_Die Aufgabe:_ Geben Sie bitte aus dem Text über Abfindungen alles von "Abfindung Teil 2: Sozialabgaben" bis hinunter zu "und Sozialversicherungsbeiträge an?" wortgetreu aus.

_Vorliegender Text:_
□ □ □ □
Abfindung Teil 2: Sozialabgaben und Lohnsteuer (Fünftelregelung)
Letzte Woche hatten wir beschrieben, wann eine Abfindung an ausscheidende Mitarbeiter sinnvoll oder sogar Pflicht ist und wie man ihre Höhe berechnet. In diesem Beitrag beschäftigen wir uns nun mit einer weiteren Frage, die häufig zu Abfindungen gestellt wird: Fallen darauf Lohnsteuern und Sozialversicherungsbeiträge an?
Hier finden Sie Teil 1 unserer Artikelreihe "Abfindungen an Arbeitnehmer"
Keine Sozialversicherungsbeiträge
Eine Abfindung wird als Ausgleich für den Wegfall künftiger Verdienstmöglichkeiten gezahlt, deshalb gilt sie nicht als beitragspflichtiges Entgelt. Das Bundessozialgericht ordnet solche Abfindungen zeitlich nicht dem Beschäftigungsverhältnis zu, das beim Empfang ja bereits beendet ist. Dies bedeutet: Von der Abfindung werden weder Beiträge zur Rentenversicherung, noch zur Kranken- und Pflegeversicherung oder zur Arbeitslosenversicherung abgeführt.
□ □ □ □
_Material:_
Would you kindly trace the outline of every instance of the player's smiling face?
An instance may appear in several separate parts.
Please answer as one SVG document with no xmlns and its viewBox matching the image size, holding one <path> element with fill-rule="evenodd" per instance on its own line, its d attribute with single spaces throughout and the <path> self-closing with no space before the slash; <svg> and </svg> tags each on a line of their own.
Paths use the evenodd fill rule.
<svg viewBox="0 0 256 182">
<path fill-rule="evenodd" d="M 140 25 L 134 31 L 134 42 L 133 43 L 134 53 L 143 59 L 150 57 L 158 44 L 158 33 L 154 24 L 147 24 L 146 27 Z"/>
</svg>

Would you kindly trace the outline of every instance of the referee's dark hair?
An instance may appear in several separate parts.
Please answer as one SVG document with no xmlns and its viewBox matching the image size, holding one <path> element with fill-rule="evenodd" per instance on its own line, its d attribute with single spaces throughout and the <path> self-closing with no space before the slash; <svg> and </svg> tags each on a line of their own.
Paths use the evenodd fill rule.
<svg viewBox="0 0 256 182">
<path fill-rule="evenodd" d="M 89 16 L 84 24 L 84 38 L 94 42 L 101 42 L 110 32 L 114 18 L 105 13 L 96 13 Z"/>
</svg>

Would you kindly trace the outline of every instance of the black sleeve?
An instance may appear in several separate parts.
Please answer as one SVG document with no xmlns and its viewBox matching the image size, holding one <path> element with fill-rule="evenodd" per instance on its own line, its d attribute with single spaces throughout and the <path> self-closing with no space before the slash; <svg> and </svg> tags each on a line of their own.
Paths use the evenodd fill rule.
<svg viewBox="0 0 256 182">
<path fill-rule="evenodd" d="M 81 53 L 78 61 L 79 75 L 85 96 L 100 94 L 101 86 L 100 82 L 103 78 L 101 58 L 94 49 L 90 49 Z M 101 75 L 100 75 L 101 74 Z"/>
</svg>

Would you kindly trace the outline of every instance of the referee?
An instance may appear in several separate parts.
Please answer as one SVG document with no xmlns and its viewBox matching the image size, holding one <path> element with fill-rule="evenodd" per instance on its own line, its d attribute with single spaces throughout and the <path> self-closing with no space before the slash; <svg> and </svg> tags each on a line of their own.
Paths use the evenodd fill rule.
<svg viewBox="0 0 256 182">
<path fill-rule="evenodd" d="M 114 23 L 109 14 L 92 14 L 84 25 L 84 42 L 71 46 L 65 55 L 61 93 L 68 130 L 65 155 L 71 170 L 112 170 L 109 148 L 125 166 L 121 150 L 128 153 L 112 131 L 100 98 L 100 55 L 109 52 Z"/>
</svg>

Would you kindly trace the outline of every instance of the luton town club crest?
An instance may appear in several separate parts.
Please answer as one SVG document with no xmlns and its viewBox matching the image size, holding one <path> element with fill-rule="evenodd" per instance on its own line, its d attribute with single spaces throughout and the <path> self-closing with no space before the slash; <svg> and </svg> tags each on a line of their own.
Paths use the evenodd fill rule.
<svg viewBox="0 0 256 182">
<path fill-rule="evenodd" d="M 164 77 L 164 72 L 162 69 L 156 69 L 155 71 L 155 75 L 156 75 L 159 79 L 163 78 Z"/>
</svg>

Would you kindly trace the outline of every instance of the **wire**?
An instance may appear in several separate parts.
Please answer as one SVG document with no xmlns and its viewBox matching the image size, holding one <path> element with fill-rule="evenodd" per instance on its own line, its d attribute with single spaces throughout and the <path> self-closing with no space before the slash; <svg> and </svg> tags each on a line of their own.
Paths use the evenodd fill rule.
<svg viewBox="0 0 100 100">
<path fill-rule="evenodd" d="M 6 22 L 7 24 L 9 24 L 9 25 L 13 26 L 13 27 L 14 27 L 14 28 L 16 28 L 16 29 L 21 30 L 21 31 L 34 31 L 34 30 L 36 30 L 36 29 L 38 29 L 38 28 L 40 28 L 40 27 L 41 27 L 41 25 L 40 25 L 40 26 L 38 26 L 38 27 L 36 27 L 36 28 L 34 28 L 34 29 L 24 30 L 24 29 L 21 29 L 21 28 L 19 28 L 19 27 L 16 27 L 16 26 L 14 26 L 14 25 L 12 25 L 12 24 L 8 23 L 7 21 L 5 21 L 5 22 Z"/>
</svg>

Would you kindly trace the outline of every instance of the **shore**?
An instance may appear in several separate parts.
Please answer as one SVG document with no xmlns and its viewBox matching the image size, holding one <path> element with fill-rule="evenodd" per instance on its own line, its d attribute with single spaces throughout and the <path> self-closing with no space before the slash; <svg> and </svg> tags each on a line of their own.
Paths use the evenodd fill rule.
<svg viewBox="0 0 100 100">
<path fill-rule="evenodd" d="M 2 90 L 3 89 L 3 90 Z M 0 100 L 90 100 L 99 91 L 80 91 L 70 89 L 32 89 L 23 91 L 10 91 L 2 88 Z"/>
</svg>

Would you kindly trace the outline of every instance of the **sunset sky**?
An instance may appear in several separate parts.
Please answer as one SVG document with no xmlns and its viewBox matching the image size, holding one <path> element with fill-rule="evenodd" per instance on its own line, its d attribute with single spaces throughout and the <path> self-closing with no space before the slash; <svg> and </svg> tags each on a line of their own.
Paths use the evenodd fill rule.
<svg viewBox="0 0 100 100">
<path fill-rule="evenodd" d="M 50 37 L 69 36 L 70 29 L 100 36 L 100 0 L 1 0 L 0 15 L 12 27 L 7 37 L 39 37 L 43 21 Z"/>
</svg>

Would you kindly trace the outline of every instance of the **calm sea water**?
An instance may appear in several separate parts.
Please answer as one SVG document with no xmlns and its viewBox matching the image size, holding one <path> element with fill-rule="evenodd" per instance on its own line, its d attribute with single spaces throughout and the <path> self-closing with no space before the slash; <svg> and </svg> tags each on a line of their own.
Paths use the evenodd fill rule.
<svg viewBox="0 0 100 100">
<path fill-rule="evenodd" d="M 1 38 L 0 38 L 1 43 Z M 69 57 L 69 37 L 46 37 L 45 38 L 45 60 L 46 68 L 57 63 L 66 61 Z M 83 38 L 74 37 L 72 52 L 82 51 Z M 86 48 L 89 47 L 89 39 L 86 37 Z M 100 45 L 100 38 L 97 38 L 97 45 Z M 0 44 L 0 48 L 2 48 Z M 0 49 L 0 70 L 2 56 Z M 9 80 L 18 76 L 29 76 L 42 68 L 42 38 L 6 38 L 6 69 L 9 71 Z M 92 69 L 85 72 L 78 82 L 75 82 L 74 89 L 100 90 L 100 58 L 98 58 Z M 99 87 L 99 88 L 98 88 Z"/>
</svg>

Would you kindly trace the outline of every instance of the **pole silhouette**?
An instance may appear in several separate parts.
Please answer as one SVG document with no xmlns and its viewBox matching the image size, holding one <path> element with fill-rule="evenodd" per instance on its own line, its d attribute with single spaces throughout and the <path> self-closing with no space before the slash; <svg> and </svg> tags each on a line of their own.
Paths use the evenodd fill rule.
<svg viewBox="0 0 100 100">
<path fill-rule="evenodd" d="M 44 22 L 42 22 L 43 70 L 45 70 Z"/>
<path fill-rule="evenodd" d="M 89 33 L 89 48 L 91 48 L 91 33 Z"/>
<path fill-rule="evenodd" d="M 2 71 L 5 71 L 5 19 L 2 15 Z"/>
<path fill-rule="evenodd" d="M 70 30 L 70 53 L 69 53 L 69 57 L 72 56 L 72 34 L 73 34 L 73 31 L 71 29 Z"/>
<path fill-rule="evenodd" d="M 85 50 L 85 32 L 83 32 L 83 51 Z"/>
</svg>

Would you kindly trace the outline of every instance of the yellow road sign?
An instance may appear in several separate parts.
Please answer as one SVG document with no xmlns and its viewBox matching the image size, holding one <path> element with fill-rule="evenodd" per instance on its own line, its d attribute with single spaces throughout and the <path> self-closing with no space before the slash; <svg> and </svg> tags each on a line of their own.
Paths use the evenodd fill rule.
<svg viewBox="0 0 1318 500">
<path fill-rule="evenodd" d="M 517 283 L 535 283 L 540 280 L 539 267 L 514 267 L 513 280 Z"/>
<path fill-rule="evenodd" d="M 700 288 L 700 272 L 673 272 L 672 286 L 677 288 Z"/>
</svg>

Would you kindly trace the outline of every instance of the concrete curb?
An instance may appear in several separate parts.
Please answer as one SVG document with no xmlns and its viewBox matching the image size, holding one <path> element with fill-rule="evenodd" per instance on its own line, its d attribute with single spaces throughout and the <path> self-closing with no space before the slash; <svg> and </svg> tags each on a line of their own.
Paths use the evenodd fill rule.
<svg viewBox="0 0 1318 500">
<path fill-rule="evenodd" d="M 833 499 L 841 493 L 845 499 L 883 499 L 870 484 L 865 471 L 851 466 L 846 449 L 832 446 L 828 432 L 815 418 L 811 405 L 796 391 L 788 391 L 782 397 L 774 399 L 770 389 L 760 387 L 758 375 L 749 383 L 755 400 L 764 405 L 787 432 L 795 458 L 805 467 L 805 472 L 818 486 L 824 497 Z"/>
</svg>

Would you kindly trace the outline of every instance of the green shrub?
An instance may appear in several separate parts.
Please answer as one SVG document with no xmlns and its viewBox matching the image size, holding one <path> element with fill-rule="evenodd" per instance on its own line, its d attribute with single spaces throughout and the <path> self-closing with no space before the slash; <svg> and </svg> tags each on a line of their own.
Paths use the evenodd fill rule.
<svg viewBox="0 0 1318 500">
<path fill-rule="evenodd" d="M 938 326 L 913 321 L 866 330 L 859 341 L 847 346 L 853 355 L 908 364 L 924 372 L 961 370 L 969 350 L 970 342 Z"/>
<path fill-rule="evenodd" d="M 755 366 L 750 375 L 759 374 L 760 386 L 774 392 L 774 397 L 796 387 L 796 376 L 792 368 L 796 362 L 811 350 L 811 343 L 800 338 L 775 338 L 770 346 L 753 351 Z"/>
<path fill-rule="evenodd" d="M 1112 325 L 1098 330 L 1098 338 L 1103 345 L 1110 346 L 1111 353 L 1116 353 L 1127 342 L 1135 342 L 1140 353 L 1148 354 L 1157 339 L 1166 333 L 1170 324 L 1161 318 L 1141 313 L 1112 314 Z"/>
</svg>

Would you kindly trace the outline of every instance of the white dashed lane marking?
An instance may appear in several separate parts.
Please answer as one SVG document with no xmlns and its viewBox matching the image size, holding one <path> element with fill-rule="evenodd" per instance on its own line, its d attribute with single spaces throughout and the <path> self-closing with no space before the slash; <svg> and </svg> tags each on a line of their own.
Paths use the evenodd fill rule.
□ □ □ □
_Lösung:_
Abfindung Teil 2: Sozialabgaben und Lohnsteuer (Fünftelregelung)
Letzte Woche hatten wir beschrieben, wann eine Abfindung an ausscheidende Mitarbeiter sinnvoll oder sogar Pflicht ist und wie man ihre Höhe berechnet. In diesem Beitrag beschäftigen wir uns nun mit einer weiteren Frage, die häufig zu Abfindungen gestellt wird: Fallen darauf Lohnsteuern und Sozialversicherungsbeiträge an?